WRITTEN TASK:
Please update the entries starting at the line that contains "of the palm" and ending at the end of the entries, replacing "residential building" with "apartment building" and leaving everything else unchanged.

## Begin SUPPLIED DATA

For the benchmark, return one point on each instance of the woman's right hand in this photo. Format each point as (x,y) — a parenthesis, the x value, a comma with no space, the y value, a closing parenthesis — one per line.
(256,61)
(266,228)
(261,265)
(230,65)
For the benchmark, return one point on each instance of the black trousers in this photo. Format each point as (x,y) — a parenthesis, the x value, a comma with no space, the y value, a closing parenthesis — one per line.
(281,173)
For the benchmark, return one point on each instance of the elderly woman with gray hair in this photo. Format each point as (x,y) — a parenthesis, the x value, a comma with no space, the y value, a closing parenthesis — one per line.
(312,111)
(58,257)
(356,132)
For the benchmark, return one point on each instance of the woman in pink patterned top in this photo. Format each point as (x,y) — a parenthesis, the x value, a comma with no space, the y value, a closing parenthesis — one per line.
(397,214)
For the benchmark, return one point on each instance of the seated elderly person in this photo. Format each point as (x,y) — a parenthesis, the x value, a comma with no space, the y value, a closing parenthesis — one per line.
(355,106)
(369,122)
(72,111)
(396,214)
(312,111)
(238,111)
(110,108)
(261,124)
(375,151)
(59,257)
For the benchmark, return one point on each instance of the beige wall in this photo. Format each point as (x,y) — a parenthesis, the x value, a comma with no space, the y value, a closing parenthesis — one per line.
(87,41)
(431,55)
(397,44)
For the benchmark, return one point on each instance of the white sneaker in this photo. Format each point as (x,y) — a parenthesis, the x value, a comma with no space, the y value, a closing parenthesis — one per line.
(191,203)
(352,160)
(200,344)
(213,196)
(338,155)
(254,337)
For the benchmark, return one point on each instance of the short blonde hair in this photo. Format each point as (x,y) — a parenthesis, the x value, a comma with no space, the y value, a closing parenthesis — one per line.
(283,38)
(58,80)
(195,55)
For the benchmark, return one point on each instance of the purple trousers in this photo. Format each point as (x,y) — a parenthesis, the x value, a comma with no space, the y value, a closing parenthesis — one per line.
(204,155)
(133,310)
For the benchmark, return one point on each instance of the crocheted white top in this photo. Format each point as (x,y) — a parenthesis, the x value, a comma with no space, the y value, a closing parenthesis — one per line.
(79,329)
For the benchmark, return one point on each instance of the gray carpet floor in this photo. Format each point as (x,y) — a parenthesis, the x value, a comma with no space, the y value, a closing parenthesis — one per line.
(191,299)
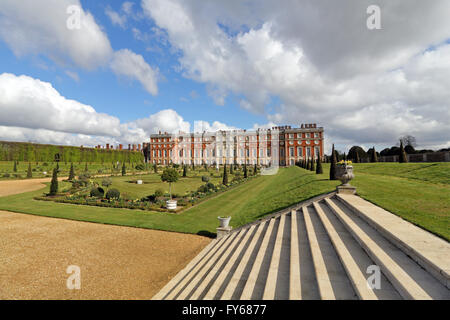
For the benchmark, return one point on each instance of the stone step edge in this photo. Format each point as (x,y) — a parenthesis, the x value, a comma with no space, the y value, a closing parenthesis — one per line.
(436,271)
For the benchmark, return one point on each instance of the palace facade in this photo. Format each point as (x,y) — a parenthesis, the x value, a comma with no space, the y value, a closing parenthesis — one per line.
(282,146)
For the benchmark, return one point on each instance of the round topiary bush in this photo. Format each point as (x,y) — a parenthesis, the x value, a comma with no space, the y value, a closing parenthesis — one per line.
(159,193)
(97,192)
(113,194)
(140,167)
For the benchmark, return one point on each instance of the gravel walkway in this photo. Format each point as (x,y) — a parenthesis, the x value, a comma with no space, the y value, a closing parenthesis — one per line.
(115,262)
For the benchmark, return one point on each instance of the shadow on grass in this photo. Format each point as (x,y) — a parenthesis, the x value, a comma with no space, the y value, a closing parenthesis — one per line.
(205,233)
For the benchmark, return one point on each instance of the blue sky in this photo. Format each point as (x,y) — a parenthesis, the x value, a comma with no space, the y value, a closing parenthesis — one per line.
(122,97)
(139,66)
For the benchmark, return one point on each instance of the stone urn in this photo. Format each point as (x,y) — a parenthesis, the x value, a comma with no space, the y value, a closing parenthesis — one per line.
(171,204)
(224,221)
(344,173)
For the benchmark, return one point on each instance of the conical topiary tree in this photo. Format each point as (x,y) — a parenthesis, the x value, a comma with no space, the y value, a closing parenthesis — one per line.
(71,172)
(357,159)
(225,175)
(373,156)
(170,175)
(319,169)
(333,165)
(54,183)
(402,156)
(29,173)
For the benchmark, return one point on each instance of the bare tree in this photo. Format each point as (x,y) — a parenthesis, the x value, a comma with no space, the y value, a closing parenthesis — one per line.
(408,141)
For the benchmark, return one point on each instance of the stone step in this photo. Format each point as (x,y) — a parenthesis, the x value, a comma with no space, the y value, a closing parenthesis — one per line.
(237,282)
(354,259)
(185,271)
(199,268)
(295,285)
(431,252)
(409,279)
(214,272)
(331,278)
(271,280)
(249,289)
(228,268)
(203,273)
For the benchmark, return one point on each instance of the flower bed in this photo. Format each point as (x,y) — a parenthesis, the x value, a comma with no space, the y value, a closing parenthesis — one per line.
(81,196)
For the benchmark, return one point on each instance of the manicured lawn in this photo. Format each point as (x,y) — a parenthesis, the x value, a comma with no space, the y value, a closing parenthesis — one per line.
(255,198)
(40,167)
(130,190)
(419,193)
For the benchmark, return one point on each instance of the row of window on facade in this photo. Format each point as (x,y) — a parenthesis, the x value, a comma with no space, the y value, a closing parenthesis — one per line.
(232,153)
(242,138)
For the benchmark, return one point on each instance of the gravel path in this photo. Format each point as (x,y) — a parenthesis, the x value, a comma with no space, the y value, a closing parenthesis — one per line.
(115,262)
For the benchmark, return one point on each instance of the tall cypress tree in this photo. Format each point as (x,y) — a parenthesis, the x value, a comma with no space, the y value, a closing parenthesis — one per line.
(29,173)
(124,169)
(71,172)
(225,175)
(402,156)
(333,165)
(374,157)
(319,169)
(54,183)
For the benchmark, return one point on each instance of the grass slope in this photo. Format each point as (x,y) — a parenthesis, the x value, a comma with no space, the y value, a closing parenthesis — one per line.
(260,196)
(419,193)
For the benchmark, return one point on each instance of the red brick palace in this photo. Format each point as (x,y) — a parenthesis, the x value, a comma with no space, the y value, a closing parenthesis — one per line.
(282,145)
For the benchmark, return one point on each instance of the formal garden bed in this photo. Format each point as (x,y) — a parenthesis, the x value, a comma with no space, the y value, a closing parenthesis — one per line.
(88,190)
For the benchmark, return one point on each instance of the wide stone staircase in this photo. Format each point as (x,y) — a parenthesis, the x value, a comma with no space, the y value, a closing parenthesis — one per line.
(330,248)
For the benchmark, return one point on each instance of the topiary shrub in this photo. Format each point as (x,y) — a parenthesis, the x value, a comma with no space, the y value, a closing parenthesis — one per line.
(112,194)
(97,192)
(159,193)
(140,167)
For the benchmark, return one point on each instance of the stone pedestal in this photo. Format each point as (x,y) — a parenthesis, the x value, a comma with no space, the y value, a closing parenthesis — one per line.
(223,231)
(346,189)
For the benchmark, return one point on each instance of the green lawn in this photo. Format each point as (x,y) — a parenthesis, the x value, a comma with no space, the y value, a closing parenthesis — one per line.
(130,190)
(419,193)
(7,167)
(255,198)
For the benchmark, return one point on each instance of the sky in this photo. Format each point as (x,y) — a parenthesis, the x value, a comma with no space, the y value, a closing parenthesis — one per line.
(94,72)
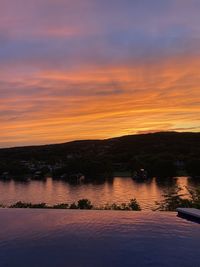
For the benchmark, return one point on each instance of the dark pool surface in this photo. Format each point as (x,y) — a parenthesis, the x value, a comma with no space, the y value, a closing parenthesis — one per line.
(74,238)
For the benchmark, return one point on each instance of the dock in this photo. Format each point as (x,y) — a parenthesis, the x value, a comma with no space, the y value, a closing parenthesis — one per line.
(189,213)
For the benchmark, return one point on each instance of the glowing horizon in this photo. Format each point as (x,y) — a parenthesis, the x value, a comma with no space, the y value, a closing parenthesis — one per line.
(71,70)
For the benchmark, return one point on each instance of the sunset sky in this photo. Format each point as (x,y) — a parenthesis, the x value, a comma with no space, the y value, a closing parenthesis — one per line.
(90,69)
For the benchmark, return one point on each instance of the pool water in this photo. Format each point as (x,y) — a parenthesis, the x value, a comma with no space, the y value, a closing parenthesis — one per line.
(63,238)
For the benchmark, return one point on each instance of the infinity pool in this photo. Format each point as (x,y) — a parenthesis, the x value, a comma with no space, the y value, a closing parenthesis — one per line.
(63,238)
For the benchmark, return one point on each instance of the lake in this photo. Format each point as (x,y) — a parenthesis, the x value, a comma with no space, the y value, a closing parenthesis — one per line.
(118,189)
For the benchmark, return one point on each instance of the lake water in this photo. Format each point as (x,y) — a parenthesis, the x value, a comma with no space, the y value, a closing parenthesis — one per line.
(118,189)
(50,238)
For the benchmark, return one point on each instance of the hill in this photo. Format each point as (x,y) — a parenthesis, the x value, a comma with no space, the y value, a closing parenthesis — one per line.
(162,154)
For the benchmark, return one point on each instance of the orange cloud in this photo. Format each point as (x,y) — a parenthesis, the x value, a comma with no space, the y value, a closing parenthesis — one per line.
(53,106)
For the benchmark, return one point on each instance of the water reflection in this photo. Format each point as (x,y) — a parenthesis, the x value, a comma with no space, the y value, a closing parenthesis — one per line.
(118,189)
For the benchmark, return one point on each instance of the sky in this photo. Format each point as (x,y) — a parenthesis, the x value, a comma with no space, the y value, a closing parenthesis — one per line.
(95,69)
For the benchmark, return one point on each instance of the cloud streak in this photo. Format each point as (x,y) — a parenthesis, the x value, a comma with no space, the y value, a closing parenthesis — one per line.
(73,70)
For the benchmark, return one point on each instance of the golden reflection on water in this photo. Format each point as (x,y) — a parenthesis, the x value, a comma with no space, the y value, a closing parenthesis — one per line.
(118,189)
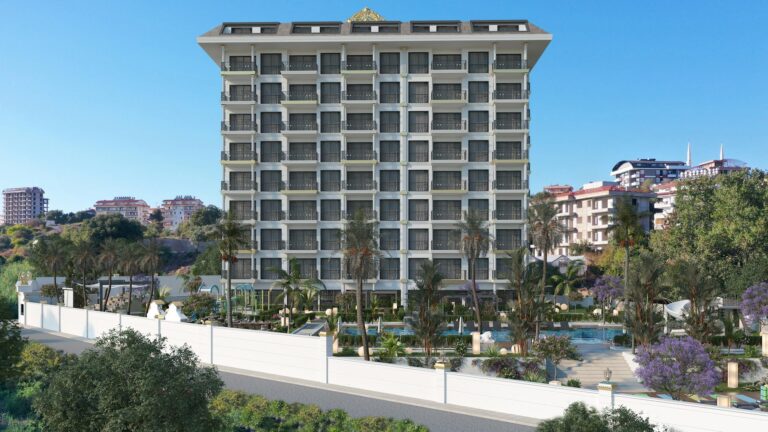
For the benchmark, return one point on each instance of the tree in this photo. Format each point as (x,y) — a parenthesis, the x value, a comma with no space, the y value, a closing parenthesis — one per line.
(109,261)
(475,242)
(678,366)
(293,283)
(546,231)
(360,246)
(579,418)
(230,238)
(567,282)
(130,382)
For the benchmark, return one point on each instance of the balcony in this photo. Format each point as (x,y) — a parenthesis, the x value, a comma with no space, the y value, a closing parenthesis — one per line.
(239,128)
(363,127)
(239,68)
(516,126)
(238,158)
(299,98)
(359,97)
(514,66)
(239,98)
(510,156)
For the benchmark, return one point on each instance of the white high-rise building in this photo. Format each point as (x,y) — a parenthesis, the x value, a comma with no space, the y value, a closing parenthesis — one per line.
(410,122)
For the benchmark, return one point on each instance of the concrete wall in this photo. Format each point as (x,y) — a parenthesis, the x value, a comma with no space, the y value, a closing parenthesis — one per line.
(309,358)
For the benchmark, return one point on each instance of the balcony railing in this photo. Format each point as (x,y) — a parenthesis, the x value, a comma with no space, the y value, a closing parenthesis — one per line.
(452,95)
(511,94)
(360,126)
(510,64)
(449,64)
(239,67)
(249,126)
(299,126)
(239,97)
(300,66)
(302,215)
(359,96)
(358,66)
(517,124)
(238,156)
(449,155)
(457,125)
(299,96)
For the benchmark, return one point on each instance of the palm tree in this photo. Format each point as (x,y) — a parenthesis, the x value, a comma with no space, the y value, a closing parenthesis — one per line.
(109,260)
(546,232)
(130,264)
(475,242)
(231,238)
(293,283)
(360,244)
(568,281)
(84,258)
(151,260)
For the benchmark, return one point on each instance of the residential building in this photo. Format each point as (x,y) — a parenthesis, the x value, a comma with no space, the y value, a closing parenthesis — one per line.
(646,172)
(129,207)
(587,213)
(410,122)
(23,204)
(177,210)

## End SUPPLIED DATA

RESPONSE:
For the benchmark, return one point on each instance of the palm tree in this photo. Format each point as (x,y) — a parenthesis, the x value, a comma with no space, the y value, a closing parenthesis — one per line.
(109,260)
(546,232)
(130,264)
(475,242)
(231,238)
(293,283)
(360,244)
(568,281)
(84,258)
(151,260)
For the benchmark, return one point on each instance of the apartment building in this photo. Format each point as (x,y) — a parenthesis, the x value, a comma with no space, the y value, a closing parenthesis — one per line.
(646,172)
(129,207)
(587,213)
(410,122)
(23,204)
(177,210)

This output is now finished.